• Exercise prompt
Scan each line of the records for the word "mask" and extract the ones that have it.

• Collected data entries
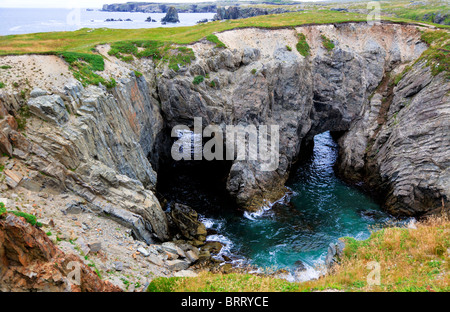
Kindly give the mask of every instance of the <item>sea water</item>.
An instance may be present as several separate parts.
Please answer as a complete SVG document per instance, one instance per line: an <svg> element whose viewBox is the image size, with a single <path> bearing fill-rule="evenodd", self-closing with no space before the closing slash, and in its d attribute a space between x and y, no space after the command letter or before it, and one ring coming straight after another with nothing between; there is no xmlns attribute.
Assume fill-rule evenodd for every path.
<svg viewBox="0 0 450 312"><path fill-rule="evenodd" d="M180 23L161 24L164 13L103 12L86 9L10 9L0 8L0 36L51 31L73 31L81 28L137 29L192 26L215 13L178 13ZM148 17L157 22L145 22ZM122 22L105 22L122 19ZM131 19L132 22L125 21Z"/></svg>

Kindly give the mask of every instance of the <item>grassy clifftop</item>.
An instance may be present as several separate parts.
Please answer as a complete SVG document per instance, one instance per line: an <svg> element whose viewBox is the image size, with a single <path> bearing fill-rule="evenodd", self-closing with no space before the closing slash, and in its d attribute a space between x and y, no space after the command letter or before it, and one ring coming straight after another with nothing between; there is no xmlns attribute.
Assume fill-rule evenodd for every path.
<svg viewBox="0 0 450 312"><path fill-rule="evenodd" d="M289 283L270 276L203 272L194 278L157 278L148 291L450 291L447 217L432 217L412 228L385 228L365 241L344 239L341 264L318 280Z"/></svg>
<svg viewBox="0 0 450 312"><path fill-rule="evenodd" d="M382 20L410 22L408 19L396 17L382 17ZM67 51L92 53L91 50L96 45L124 40L155 40L176 44L189 44L211 35L214 32L235 28L278 28L350 21L367 21L367 15L363 13L336 12L329 9L316 8L304 12L265 15L239 20L216 21L189 27L160 27L133 30L84 28L73 32L9 35L0 37L0 55L57 53ZM436 26L445 27L442 25Z"/></svg>

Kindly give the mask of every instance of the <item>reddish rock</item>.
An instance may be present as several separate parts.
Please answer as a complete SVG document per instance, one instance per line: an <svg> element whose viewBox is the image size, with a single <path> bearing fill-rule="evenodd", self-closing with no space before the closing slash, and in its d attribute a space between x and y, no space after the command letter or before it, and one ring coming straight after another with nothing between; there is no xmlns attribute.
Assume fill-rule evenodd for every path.
<svg viewBox="0 0 450 312"><path fill-rule="evenodd" d="M0 291L114 292L80 258L12 214L0 218Z"/></svg>
<svg viewBox="0 0 450 312"><path fill-rule="evenodd" d="M8 154L8 156L12 156L12 145L9 142L8 136L0 130L0 153Z"/></svg>

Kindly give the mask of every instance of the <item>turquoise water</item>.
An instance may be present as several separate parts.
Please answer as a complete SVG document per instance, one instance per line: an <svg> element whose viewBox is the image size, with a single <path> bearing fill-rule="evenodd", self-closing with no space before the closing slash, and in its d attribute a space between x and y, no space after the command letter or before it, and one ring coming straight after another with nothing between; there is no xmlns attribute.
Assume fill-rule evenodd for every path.
<svg viewBox="0 0 450 312"><path fill-rule="evenodd" d="M337 154L329 132L317 135L311 157L287 182L292 194L257 214L239 212L218 195L221 186L213 182L220 175L214 168L202 174L195 167L177 170L168 175L165 189L169 209L181 202L197 210L209 229L207 240L225 244L218 257L235 265L293 271L302 263L312 269L323 263L331 242L343 236L365 239L371 228L390 219L371 198L336 177Z"/></svg>
<svg viewBox="0 0 450 312"><path fill-rule="evenodd" d="M208 239L227 243L225 252L239 255L241 261L294 269L299 261L311 267L322 263L328 245L339 237L367 238L371 227L389 217L368 196L336 177L337 152L329 132L317 135L311 159L287 183L293 195L260 215L205 215L207 226L222 234Z"/></svg>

• Exercise output
Kindly give the mask of every instance of the <item>sea water</item>.
Kindly give the mask of every instance of the <item>grassy clifftop</item>.
Kindly give the mask of every instance of the <item>reddish rock</item>.
Kindly give the mask of every instance of the <item>turquoise water</item>.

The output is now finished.